Please give the entries again in full and exactly, without any picture.

-- Start STORED RECORDS --

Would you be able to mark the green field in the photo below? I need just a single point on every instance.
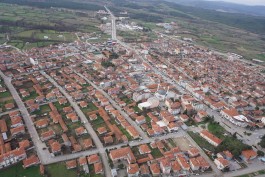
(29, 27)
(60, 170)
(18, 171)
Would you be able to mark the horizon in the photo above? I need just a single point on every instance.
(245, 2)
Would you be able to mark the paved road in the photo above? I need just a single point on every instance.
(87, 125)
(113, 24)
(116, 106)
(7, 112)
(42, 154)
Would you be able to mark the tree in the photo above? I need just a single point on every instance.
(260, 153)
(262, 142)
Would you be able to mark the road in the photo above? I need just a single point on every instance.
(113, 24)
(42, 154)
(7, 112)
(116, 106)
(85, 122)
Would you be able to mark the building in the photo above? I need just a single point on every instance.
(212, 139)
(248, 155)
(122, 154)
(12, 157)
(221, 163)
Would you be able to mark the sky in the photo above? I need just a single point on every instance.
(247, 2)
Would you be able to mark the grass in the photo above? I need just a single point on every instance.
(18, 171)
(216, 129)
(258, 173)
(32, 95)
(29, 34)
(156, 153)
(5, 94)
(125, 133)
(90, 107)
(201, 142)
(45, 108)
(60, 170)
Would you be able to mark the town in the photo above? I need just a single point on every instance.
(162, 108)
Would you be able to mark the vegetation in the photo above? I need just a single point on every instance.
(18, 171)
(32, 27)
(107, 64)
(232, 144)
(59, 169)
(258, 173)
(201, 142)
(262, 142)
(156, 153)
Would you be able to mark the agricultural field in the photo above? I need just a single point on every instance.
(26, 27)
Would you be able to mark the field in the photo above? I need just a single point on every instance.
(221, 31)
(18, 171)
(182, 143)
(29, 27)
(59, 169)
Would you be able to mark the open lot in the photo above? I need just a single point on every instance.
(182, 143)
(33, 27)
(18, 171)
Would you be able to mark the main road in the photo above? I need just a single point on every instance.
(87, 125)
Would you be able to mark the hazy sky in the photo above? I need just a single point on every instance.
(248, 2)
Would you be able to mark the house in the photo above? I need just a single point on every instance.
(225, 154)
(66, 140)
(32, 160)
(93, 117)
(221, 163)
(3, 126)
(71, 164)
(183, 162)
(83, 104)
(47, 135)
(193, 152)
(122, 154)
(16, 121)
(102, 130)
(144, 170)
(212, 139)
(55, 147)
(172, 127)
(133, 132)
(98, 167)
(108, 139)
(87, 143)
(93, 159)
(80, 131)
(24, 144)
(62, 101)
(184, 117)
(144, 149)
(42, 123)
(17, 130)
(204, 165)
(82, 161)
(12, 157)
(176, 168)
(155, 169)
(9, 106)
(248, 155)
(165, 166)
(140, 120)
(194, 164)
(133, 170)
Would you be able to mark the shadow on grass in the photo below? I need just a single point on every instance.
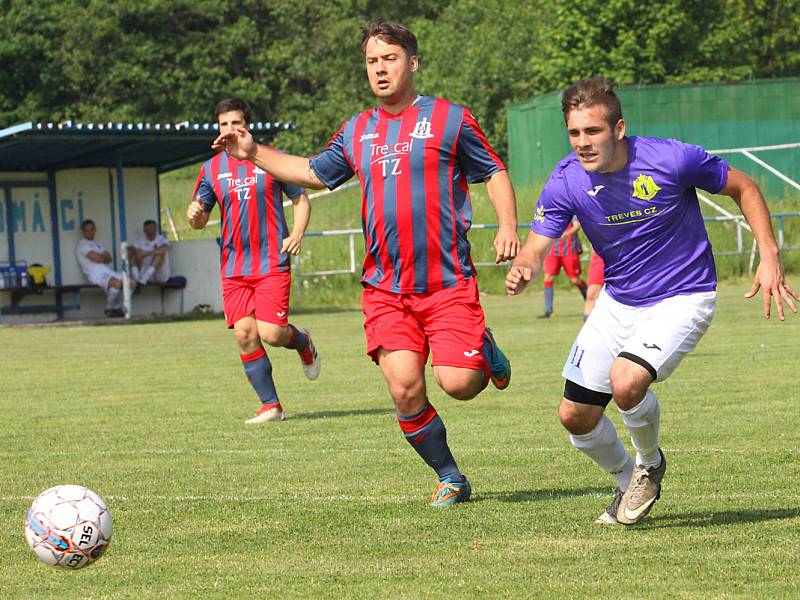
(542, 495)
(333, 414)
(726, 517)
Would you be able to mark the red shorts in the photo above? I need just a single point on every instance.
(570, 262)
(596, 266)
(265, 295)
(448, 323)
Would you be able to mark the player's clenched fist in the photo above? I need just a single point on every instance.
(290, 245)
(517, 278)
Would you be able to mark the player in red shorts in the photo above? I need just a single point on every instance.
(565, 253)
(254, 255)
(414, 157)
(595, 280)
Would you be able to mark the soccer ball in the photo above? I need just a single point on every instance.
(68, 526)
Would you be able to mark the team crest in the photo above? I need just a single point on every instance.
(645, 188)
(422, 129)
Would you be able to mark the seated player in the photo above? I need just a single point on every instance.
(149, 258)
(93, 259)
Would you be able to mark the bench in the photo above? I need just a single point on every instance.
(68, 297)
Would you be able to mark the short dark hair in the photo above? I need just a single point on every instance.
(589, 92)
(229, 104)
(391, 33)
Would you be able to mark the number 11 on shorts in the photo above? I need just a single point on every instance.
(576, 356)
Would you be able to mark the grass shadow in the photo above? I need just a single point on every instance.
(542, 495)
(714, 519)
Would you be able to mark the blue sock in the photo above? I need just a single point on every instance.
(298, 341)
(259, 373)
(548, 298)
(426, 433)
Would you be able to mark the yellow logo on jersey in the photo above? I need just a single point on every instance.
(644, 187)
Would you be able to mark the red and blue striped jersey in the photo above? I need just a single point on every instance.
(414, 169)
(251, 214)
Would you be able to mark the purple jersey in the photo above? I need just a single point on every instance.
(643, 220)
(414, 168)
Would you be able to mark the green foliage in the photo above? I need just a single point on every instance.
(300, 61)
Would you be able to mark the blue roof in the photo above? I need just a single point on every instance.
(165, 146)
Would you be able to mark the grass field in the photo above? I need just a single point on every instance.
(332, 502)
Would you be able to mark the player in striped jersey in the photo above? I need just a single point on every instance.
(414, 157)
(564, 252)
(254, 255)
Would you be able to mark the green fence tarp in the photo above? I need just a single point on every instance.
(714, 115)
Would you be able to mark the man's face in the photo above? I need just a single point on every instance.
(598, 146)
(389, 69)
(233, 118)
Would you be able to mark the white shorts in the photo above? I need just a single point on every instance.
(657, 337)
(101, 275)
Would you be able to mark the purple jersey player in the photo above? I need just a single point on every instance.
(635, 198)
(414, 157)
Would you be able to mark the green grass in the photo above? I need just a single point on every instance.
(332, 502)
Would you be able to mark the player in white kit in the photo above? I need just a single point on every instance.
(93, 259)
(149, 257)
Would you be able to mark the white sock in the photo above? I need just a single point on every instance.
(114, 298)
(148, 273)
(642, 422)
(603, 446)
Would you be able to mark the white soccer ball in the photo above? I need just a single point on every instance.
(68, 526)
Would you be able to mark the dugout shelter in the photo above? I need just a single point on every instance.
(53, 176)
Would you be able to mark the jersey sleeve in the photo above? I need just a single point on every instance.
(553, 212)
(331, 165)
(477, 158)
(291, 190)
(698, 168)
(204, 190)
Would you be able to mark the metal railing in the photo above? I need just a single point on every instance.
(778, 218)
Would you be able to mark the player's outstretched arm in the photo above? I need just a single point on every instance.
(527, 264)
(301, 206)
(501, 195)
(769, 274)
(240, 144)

-- End STORED RECORDS --

» **EXERCISE OUTPUT**
Would you be able to mark the green field in the photo below? I need just a single point on every instance.
(29, 27)
(60, 170)
(18, 171)
Would you be able to mark the horizon in the photo above? I need just a single point on every instance.
(245, 2)
Would you be able to mark the paved road in the photo above? I need just a single point on every instance.
(87, 125)
(113, 24)
(116, 106)
(7, 112)
(42, 154)
Would you be able to mark the tree in the photo above? I need just a single point on every instance.
(260, 153)
(262, 142)
Would you be able to mark the road in the photo above? I need just a single point on every instance.
(113, 24)
(42, 154)
(7, 112)
(116, 106)
(85, 122)
Would you be able to mark the building in the photo above? I need just a single point on every instance.
(212, 139)
(248, 155)
(122, 154)
(12, 157)
(221, 163)
Would you be able to mark the sky in the photo above? I need just a single point on every instance.
(247, 2)
Would you be able to mark the grass in the photo above? I need just a single point on every instance.
(18, 171)
(216, 129)
(258, 173)
(32, 95)
(29, 34)
(156, 153)
(5, 94)
(125, 133)
(90, 107)
(201, 142)
(45, 108)
(60, 170)
Would you be able to mark the town in the photo above? I need just a single point on every instance.
(162, 108)
Would you be able to mark the vegetation in the photo above? I need just a single point on every instance.
(18, 171)
(32, 27)
(107, 64)
(232, 144)
(59, 169)
(258, 173)
(201, 142)
(262, 142)
(156, 153)
Would you be able to mark the agricultural field in the photo above? I need just a single point on every instance.
(26, 27)
Would you be able to mark the field in the photo above? I need just a single point on every instance.
(221, 31)
(18, 171)
(182, 143)
(29, 27)
(59, 169)
Would you be able to mark the open lot in the photo above? I need just a single point on every instance.
(182, 143)
(33, 27)
(18, 171)
Would you be able to mark the main road in the photo above? I need just a single point on every instance.
(87, 125)
Would you be able to mark the hazy sky in the photo above? I need just a single point on every instance.
(248, 2)
Would you be able to mark the house in the photo above? I need just a single point on every instance.
(225, 154)
(66, 140)
(32, 160)
(93, 117)
(221, 163)
(3, 126)
(71, 164)
(183, 162)
(83, 104)
(47, 135)
(193, 152)
(122, 154)
(16, 121)
(102, 130)
(144, 170)
(212, 139)
(55, 147)
(172, 127)
(133, 132)
(98, 167)
(108, 139)
(87, 143)
(93, 159)
(80, 131)
(24, 144)
(62, 101)
(184, 117)
(144, 149)
(42, 123)
(17, 130)
(204, 165)
(82, 161)
(12, 157)
(176, 168)
(155, 169)
(9, 106)
(248, 155)
(165, 166)
(140, 120)
(194, 164)
(133, 170)
Would you be able to mark the shadow on grass in the photo below? I need just a single point on every instance.
(542, 495)
(333, 414)
(726, 517)
Would you be able to mark the red shorts in the photo above? I need just a single point on every instance.
(570, 262)
(596, 266)
(265, 295)
(448, 323)
Would you be able to mark the player's clenched fist in the photo above? I need just a single point on every instance.
(290, 245)
(517, 278)
Would you be able to mark the player in red shorts in the photo above? I need just a single point on every instance.
(565, 253)
(254, 255)
(414, 157)
(595, 280)
Would you be able to mark the soccer ball in the photo above? I need just a single point on every instance.
(68, 526)
Would you be able to mark the team crest in the photo above? I need just a single point on every instance.
(645, 188)
(422, 129)
Would you be able to mark the seated player in the photo above? I need just a single point on every instance.
(149, 258)
(93, 259)
Would you be able to mark the bench in the photo above? I need just a single point on every instance.
(68, 297)
Would you be able to mark the short dark hair in the photo above? I need just a single point on every instance.
(589, 92)
(229, 104)
(391, 33)
Would you be able to mark the number 11 on shorts in the photo above? I need just a single point on every instance.
(576, 356)
Would you be able to mark the grass shadow in the photo above? I need just a single point on every instance.
(542, 495)
(714, 519)
Would you be able to mark the blue sock in the photo above? I need just a single point on every instance.
(298, 341)
(259, 373)
(548, 298)
(426, 433)
Would you be able to mark the yellow logo on jersey in the photo above? I need just a single point on every instance.
(644, 187)
Would you be able to mark the red and blue striped jersey in the photo above? I need just a single point on every instance.
(414, 169)
(251, 214)
Would you be able to mark the purple jersey in the photo above? I need just a single point on every instance.
(643, 220)
(414, 168)
Would you be able to mark the green foliage in the photo above? I need just a single point on every instance.
(300, 61)
Would you be able to mark the blue roof in the photo above? I need just a single point on every instance.
(165, 146)
Would you be able to mark the grass field in the photo above? I need just a single point on every instance.
(332, 502)
Would you be able to mark the player in striped jersey in the photo above? I need just a single point on every instance.
(414, 157)
(564, 252)
(254, 255)
Would you be able to mark the green fence tarp in the photo above? I need just a single point on every instance.
(714, 115)
Would you be able to mark the man's face in the photo above? I need just a single point on every instance.
(598, 146)
(389, 69)
(233, 118)
Would you be able to mark the white shorts in the photo above? I need just a single point on every instance.
(657, 337)
(101, 275)
Would you be able to mark the purple jersey player in the photo above? I need just a single point on every instance.
(635, 198)
(414, 157)
Would you be able to mark the green grass in the photo above? I need just a single point on every instance.
(332, 502)
Would you be able to mark the player in white kit in the photo above? I need just a single point on every instance.
(93, 259)
(149, 257)
Would you be able to mark the white sock in the photo above? I need just a single point on every instance.
(114, 298)
(148, 273)
(642, 422)
(603, 446)
Would you be able to mark the white soccer ball in the photo above? I need just a single point on every instance.
(68, 526)
Would you be able to mark the dugout shelter in the photo above? I need just a single point on every instance.
(53, 176)
Would you be able to mark the jersey sleeve in the photo above? I need just a single point on every instance.
(553, 212)
(331, 165)
(477, 158)
(291, 190)
(698, 168)
(204, 190)
Would you be able to mark the metal railing in the photo above? I need just a single point on every instance.
(778, 218)
Would you be able to mark the player's outstretched arm in the photo above? I need just a single point on every instance.
(527, 264)
(301, 206)
(501, 195)
(769, 274)
(240, 144)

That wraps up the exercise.